PROVIDED RECORDS
______

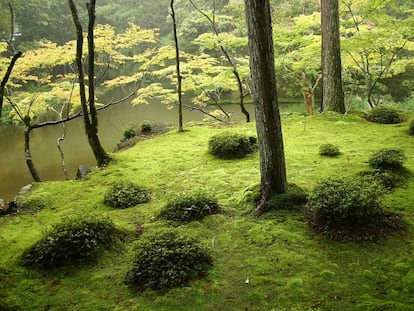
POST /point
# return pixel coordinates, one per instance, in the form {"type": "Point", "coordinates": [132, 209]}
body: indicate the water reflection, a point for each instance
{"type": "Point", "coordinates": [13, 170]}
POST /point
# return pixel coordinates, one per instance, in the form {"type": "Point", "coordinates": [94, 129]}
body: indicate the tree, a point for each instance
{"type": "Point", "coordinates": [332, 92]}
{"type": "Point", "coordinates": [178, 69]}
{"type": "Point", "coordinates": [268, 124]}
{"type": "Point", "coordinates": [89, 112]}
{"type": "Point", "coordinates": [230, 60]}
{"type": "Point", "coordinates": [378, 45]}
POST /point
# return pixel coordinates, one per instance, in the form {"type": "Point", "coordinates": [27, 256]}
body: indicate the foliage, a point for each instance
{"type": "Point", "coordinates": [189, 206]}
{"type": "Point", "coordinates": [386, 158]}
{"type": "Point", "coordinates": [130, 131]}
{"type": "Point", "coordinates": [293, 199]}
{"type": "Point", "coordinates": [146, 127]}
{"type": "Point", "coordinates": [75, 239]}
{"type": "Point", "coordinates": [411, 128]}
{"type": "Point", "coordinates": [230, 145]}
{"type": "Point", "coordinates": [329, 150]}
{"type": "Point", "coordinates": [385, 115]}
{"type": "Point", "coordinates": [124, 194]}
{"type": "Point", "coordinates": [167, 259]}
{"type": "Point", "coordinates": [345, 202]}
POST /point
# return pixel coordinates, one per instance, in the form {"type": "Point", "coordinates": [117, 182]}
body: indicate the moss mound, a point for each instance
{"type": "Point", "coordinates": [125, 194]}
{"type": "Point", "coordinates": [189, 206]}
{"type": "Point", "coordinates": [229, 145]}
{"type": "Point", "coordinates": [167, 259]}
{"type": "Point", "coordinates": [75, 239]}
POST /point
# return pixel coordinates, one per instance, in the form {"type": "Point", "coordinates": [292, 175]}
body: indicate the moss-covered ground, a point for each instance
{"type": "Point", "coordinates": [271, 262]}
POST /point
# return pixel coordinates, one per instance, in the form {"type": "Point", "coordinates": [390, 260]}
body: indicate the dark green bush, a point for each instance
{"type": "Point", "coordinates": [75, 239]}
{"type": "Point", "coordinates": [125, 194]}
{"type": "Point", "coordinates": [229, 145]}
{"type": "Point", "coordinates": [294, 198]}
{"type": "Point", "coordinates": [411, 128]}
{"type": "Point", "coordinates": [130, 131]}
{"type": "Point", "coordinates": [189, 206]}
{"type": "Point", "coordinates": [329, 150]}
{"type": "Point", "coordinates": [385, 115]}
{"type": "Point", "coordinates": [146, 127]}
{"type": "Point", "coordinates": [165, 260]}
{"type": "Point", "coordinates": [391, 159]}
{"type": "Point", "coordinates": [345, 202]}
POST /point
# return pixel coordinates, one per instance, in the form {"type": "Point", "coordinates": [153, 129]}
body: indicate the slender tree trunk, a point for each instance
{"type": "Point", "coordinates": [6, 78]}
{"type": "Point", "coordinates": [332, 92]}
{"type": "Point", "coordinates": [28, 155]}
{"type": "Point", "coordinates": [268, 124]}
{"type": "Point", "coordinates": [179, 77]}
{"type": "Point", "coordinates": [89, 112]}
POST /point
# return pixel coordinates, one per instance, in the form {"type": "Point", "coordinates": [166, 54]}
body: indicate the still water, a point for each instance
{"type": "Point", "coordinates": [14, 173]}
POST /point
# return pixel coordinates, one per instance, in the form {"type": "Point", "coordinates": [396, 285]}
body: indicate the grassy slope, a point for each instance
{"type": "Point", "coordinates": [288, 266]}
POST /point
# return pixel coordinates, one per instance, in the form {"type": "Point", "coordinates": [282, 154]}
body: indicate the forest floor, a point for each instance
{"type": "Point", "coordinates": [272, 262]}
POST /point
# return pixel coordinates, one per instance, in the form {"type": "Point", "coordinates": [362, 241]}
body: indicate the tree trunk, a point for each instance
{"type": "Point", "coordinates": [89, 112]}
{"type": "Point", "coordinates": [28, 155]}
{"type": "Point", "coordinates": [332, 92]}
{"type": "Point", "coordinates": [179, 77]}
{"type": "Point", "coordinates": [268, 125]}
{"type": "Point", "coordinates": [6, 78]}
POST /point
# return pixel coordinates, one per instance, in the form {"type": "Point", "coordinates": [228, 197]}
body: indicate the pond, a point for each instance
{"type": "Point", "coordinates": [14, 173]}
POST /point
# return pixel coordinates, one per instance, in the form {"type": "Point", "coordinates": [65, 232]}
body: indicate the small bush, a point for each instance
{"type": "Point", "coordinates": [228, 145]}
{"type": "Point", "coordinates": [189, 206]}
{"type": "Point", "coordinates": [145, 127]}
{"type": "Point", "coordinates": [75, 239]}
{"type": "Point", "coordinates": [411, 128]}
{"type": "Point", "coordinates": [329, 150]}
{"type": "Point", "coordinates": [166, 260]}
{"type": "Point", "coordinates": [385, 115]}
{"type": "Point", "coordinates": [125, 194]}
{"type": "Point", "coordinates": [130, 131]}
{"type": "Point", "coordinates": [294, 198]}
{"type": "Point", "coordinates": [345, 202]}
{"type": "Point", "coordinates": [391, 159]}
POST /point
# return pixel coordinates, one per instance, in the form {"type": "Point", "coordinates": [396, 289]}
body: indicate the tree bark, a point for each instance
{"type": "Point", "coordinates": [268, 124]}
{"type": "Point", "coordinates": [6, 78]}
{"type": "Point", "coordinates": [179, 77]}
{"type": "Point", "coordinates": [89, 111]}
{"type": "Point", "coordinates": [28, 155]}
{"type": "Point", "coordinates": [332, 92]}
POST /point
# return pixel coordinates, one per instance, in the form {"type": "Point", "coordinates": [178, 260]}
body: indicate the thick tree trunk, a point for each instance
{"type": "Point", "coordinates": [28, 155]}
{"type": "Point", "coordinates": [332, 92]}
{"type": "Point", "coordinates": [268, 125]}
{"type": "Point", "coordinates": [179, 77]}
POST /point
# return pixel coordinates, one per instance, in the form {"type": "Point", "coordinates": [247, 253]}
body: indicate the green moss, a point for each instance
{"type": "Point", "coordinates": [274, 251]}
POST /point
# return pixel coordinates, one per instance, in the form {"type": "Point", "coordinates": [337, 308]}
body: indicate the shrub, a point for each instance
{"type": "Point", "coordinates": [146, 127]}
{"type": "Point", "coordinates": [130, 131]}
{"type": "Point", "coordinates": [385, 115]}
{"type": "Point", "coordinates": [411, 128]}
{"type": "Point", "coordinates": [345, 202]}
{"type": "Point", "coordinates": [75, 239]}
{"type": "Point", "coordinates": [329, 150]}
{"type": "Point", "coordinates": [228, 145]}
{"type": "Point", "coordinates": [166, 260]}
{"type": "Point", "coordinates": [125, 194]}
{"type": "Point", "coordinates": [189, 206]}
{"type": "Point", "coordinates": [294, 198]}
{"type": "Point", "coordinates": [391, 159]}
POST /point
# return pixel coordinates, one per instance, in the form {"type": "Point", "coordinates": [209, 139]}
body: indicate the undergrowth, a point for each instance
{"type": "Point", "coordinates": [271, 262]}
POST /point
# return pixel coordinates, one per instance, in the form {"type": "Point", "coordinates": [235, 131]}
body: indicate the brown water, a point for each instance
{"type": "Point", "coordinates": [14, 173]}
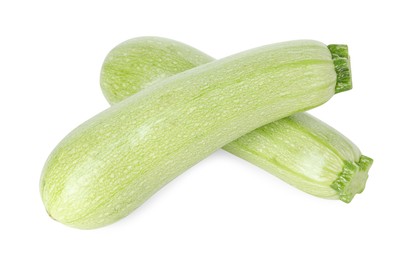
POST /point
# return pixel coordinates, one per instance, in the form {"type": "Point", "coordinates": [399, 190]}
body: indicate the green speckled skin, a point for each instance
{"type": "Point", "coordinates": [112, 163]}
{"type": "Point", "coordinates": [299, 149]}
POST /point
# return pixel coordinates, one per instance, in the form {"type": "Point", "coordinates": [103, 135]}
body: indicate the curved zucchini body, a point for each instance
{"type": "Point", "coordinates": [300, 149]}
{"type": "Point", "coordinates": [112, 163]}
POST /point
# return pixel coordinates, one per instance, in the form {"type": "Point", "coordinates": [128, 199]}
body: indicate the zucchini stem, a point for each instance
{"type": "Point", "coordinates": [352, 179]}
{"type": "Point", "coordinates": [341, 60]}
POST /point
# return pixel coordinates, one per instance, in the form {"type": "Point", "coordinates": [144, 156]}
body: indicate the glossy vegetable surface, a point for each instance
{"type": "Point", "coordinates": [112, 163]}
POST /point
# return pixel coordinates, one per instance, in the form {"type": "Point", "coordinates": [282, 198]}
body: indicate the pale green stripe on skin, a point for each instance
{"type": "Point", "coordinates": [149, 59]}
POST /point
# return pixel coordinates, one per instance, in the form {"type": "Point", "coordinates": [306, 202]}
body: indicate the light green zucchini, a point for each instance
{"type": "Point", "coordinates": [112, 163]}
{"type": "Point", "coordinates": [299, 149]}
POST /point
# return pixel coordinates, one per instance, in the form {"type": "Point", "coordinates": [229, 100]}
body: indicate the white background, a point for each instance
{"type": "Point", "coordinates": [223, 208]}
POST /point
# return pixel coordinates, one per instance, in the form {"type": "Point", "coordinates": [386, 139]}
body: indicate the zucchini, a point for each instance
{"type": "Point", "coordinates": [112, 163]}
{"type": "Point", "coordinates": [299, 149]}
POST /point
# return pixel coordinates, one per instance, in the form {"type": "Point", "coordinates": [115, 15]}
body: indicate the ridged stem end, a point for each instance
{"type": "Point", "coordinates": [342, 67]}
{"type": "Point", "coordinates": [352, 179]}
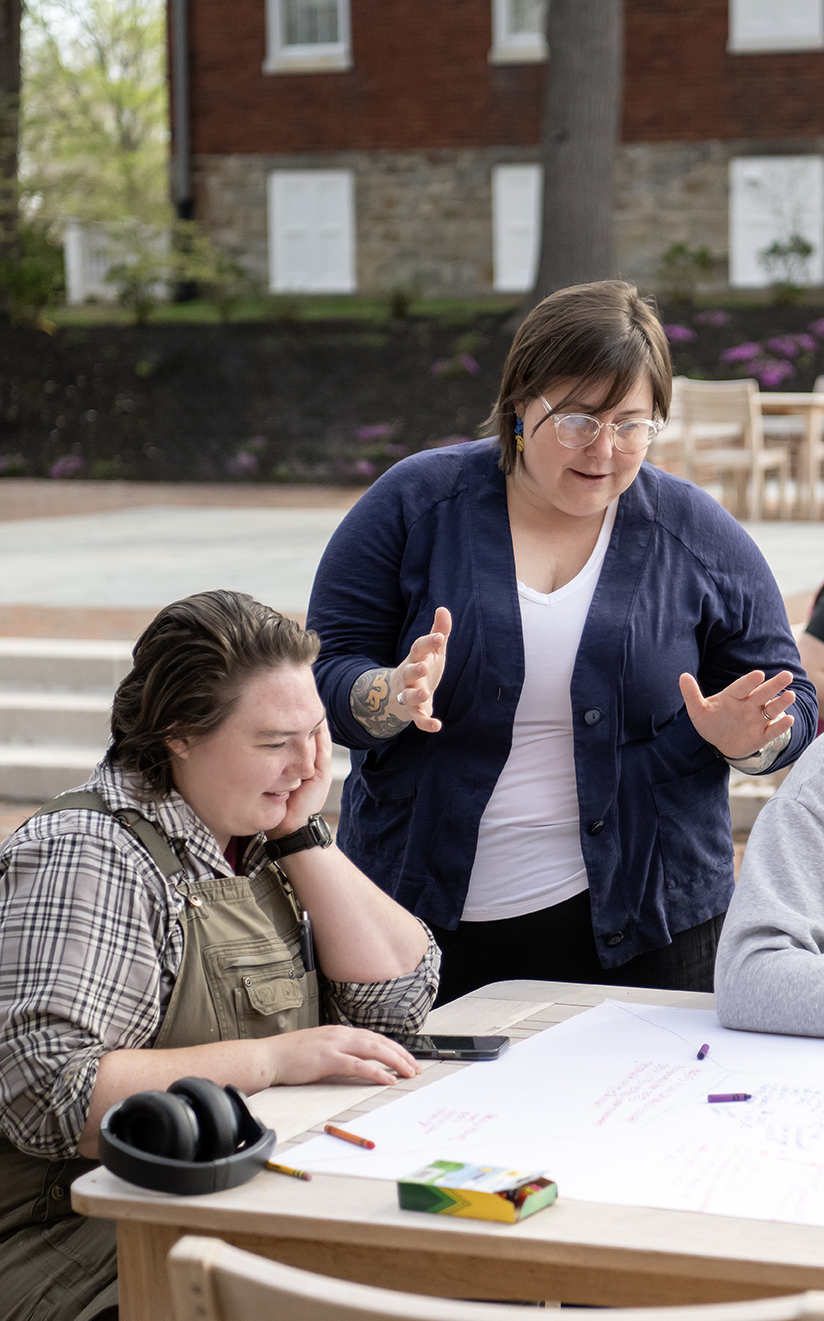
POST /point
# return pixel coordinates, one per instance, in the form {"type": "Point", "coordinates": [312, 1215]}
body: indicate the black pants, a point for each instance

______

WRITTEN PROBLEM
List each line in the entries above that contains the word "moss". Letter case matters.

CORRECT OUTPUT
body: indicate the moss mound, a point for each instance
body: indicate the moss-covered ground, a point for each instance
body: indicate the green moss, a point for each instance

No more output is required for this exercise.